▸ EXERCISE REQUIREMENTS
1/ In the article about retail landlords and the coronavirus, by how much have some of Asia's biggest landlords reportedly offered to cut February's rents?
2/ Shorten the paragraph beginning "Insurance policies are unlikely" from the article about retail landlords and the coronavirus, keeping its main facts.
3/ Write the next part of the article about retail landlords and the coronavirus, picking up after its last sentence.

▸ PASSAGE FOR REVIEW

|---|

Retail landlords are looking nervously to Asia, where measures to contain the spread of coronavirus have hit the retail sector hard. 

Guy-Montague-Jones

Retailers and landlords in Singapore and Hong Kong have demanded temporary rent cuts, and many landlords have been accommodating. Some of the region’s biggest landlords including Henderson Land, Link Real Estate Investment Trust, Sun Hung Kai Properties and CapitaLand have reportedly offered to cut February’s rents by up to 60%.

In the UK, where the retail sector is already in crisis, landlords will struggle to be as generous if the government introduces more draconian measures to limit the spread of the virus. While they clearly don’t want to do anything that would send already struggling tenants over the edge, many have lenders breathing down their necks and won’t have much room to manoeuvre.

Will tenants try to wriggle out of leases if landlords don’t slash rents? Lawyers say their options are limited. ‘Force majeure’ clauses are uncommon in leases and resorting to the law of frustration is a long shot (remember the European Medicines Agency’s attempts to argue that Brexit amounted to ‘frustration’).

Insurance policies are unlikely to be much help either, despite the government’s reclassification of coronavirus as a ‘notifiable disease’. Commercial property insurance doesn’t cover the sort of disruption caused by pandemics and although business interruption cover is available, it isn’t commonly bought.

As a result, all eyes were on the government this week to see what help it would offer in the Budget. The temporary suspension of business rates for small retailers is welcome but help is needed for larger retailers as well.

|---|

▸ EXTRACTED MATERIAL

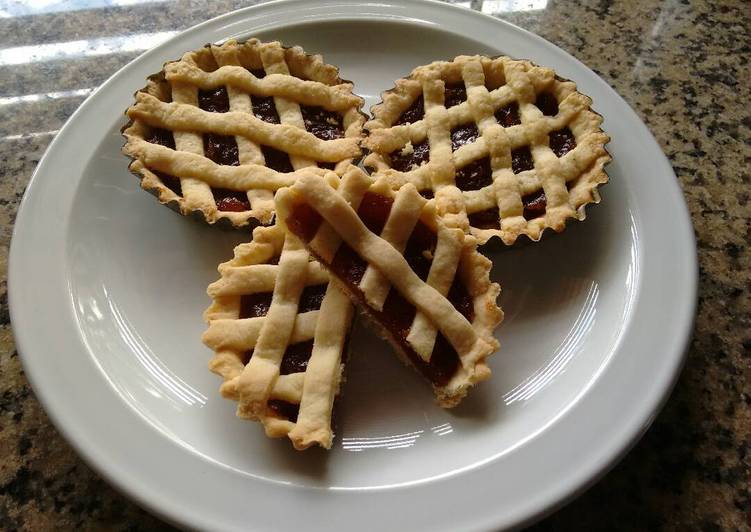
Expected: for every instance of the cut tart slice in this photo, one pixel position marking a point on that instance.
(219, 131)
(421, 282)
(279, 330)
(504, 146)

|---|

▸ SET OF ANSWERS
1/ By up to 60%.

2/ Insurance probably won't help much, even though the government has reclassified coronavirus as a "notifiable disease." Commercial property insurance doesn't cover pandemic disruption, and business interruption cover, though available, is rarely bought.

3/
Revo chief executive Ed Cooke says that in a meeting with government next week he will be pushing for more radical steps. Meanwhile, new retail trade body AIR has launched an action plan to combat the drop-off in Chinese shoppers. But there is more pain to come and retail isn’t the only sector that could feel the strain. Hotels, student accommodation and flexible offices all look vulnerable if the situation deteriorates.

The threat to the rest of the real estate industry is less immediate, but no less troubling. Coronavirus could well tip the global economy into recession, something that governments and central banks are eager to avoid by throwing money at the problem. The Bank of England’s decision to slash interest rates this week is a sign of things to come. But injecting yet more debt into the financial system could cause problems. For one, it could lead to currency depreciation and inflation.

There are other dangers too. Unsurprisingly, Italian government bond yields have jumped in recent weeks and could well rise further, putting pressure on the country’s banks because of their high exposure to Italian government debt – a dynamic that economists dub ‘the doom loop’.

Governments are right to be doing everything they can to hold back coronavirus, but in doing so they could well end up sowing the seeds of a recession that will cause as much social harm as the virus itself. It looks like a case of damned if they do, damned if they don’t.